__SHORT EXERCISE 1__
From the accident report, copy the part that opens with the words containing "On July 19, 2001, at" and closes with "plan was filed.".
__SHORT EXERCISE 2__
Answer these questions using the accident report:
(a) What tail number is listed for the aircraft?
(b) From which city did the flight depart?
(c) Were the pilot and passengers injured?
__SHORT EXERCISE 3__
Translate this sentence from the accident report into Spanish: "The private pilot and two passengers were uninjured."

__TEXT__
--- begin ---

Nevada map... Nevada list
Crash location Unknown
Nearest city Las Vegas, NV
36.174971°N, 115.137223°W
Tail number N3014C
Accident date 19 Jul 2001
Aircraft type Beech J35
Additional details: None

NTSB Factual Report

On July 19, 2001, at 1550 hours Pacific daylight time, a Beech J35, N3014C, was substantially damaged during a forced landing following a loss of engine power while in the traffic pattern for landing at the McCarran International Airport, Las Vegas, Nevada. The private pilot and two passengers were uninjured. Visual meteorological conditions prevailed for the flight conducted by the pilot under 14 CFR Part 91 from El Monte, California, to Las Vegas. No flight plan was filed.

--- end ---

__INFORMATION SHOWN__

--- begin ---

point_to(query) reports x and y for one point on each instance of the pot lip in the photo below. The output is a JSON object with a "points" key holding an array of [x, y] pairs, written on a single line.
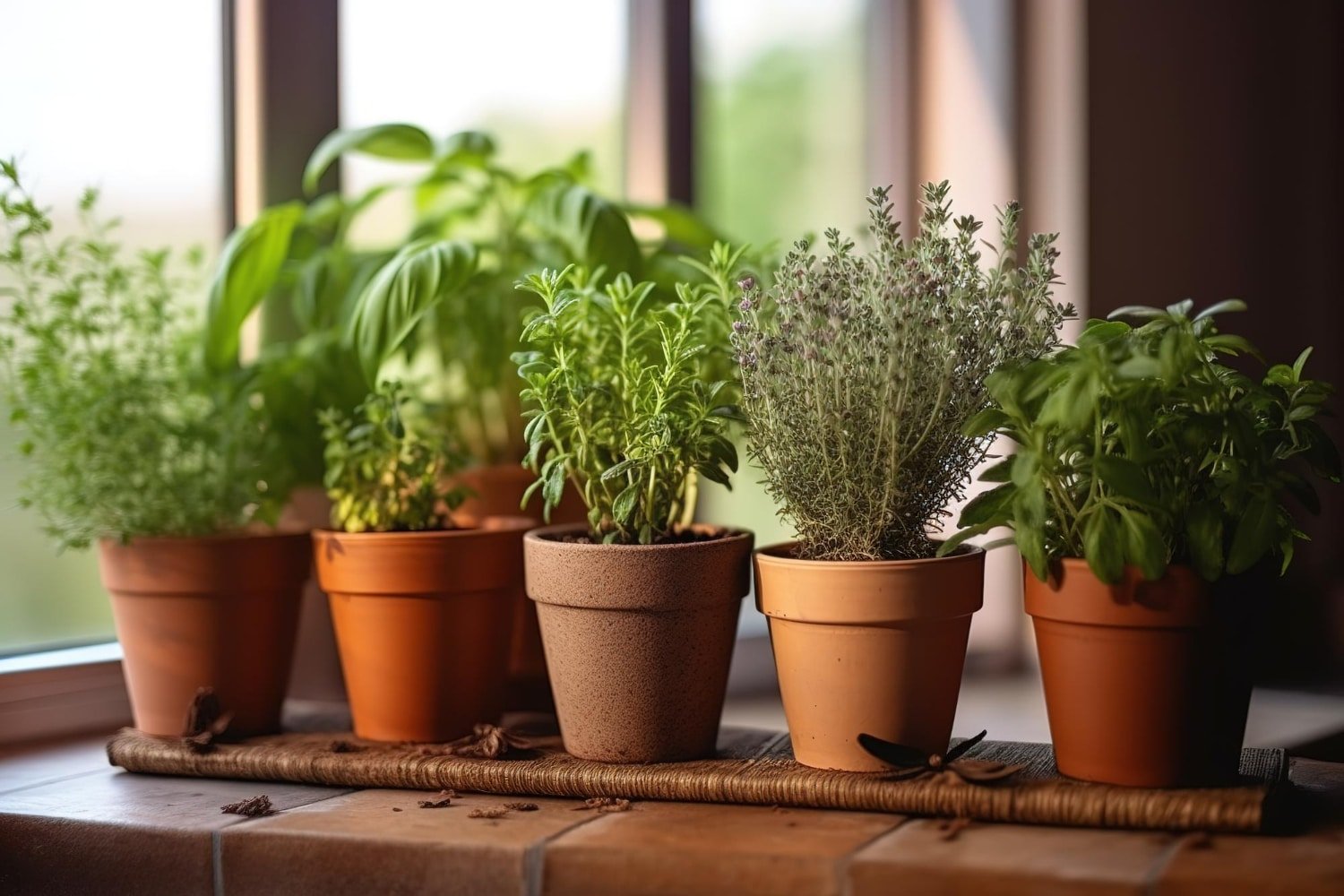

--- end ---

__REPLY 1__
On July 19, 2001, at 1550 hours Pacific daylight time, a Beech J35, N3014C, was substantially damaged during a forced landing following a loss of engine power while in the traffic pattern for landing at the McCarran International Airport, Las Vegas, Nevada. The private pilot and two passengers were uninjured. Visual meteorological conditions prevailed for the flight conducted by the pilot under 14 CFR Part 91 from El Monte, California, to Las Vegas. No flight plan was filed.

__REPLY 2__
(a) N3014C
(b) El Monte, California
(c) No, the private pilot and two passengers were uninjured.

__REPLY 3__
El piloto privado y los dos pasajeros resultaron ilesos.